REQUIREMENT A: Print the image-mask records below line for line, leaving the pictures out.
REQUIREMENT B: Pick up the forum thread about changing the color of fitted kitchen doors and panels, and continue it from its last sentence.

SELECTED EXCERPT:

================

# Fitted kitchen question



## ollienoclue (Jan 30, 2017)

Does anyone here know how I might go about changing the colour of the doors and various panels of a fitted kitchen, just out of interest? Panels in question aren't painted, they seem to be the usual chipboard/composite build but with the uppermost layer being a solid non-porous colour, black of all things.

Someone at work suggested dismantling them and getting a car pain shop to sand and spray them? Is this workable?:thumb:

Failing that, anyone want to buy a second hand posh fitted kicthen?


----------



## WHIZZER (Oct 25, 2005)

We are looking at getting new doors for our kitchen - We are going to replace them and dump the old doors - the end panels will be taken off and new ones fitted


----------



## Deathstar (Jan 13, 2013)

We are just going through the process of replacing our kitchen and we initially looked at just doing the doors and worktops, however the cost began to mount up.
We decided in the end to replace the whole lot, became more cost effective as we changed the design slightly and added in new accessories.
It was +30% to do the lot. 

Sent from my SM-G930F using Tapatalk


----------



## DrEskimo (Jan 7, 2016)

I'm guessing it would depend on how they were installed...?

I recently installed a new kitchen after large renovation to my house and bought the kitchen off DIY-Kitchens and installed it myself. As such, I know exactly how it all went together 

Doors are easy enough to take off at the hinges, but end panels are a different matter. We have a quartz work top sitting on ours, so there is no way you would get them off without taking that up, and then I secured them to the wall with small brackets.

================

INPUT FOR THIS TASK:
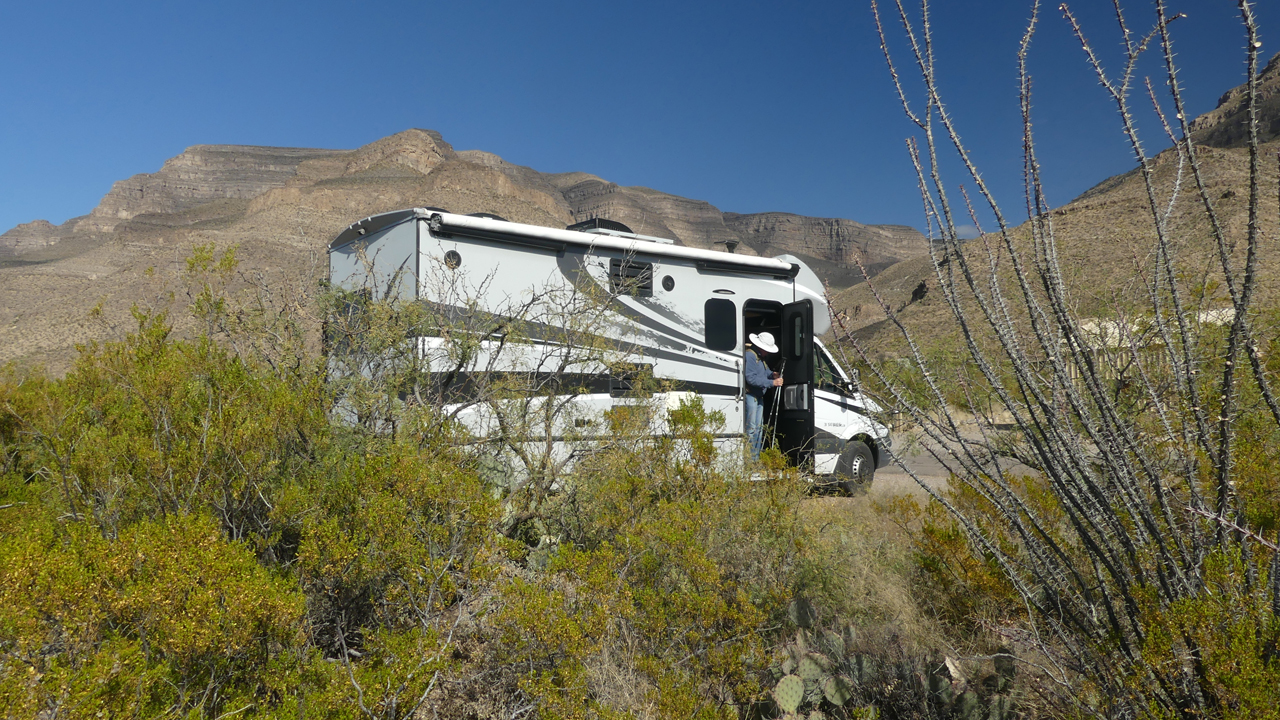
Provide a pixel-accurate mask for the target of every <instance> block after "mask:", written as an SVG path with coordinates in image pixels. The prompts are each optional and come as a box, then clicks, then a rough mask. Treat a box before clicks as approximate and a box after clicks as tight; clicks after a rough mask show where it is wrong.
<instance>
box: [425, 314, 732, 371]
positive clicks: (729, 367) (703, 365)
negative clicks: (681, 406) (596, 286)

================

EXERCISE RESULT A:
Provide a pixel-accurate mask for the target of every <instance> block after "mask:", written as an SVG path with coordinates in image pixels. The prompts are each optional and come as a box, then clicks, then a rough mask. Treat a box before clicks as approximate and a box after clicks as tight; clicks after a rough mask show where it is wrong.
<instance>
box: [425, 314, 732, 371]
positive clicks: (729, 367) (703, 365)
negative clicks: (681, 406) (596, 286)

EXERCISE RESULT B:
As above, probably wont work out much more expensive to get a whole new kitchen...probably quite dependent on how much you want to do yourself though?


----------



## Fentum (May 1, 2017)

ollienoclue said:


> Someone at work suggested dismantling them and getting a car pain shop to sand and spray them? Is this workable?:thumb:


I had a neighbour who did a variant of this on a formica kitchen, quite cost effectively, back in the 90s. She got a chippy to copy the doors, drawer fronts and rebates in whatever the marine ply equivalent of mdf is, drill all the holes etc and then have them painted by a specialist painter. She also wanted chamfered edges.

You can look paint specialists up online, but you need not be tied to an automotive shop, who are likely to be more expensive. The other option is to powder coat.

In her case she wanted the sunburst effect you get on electric guitars so it was a bit more expensive than usual. It looked cracking!

The paint shop she used had quite a line in these things. I've not seen her for a decade, sadly, so can't ask who she used.

Peter

BTW - I've used these people to source kitchen units for reforms I've done on a budget - http://www.theusedkitchencompany.com/used-kitchens/ - there are others. But if you choose to sell your posh one (or buy a replacement), Looeze who runs this one is very professional.


----------



## ollienoclue (Jan 30, 2017)

Thanks very much guys.

Are the units normally fixed into the floor then? It's nicely tiled and I did not look underneath. It's the end panels and various other bits and bobs too, not just the doors. Is it a big job to dismantle these things? How are the worktops generally affixed to the walls?


----------



## MrMatt (Apr 15, 2011)

I did this fairly effectively with a bottle of owatrol ESP and some egg shell paint in an HVLP sprayer. 3 years on Im still happy with it. ESP is great stuff, wipe on wipe off and then paint.

This isn't mine but heres an example from the tinterweb:


----------



## ollienoclue (Jan 30, 2017)

Wow, that is amazing.

I am near certain that the panels I am considering are not painted though- it is the colour of the material itself that has been used as the uppermost layer, they are definitely composite panels, with this wipeclean almost plastic feeling shiny and smooth non-porous stuff on top.


----------



## MrMatt (Apr 15, 2011)

Esp should work on that... you can use it on glass https://www.owatroldirect.co.uk/product/esp-easy-surface-prep/


----------



## packard (Jun 8, 2009)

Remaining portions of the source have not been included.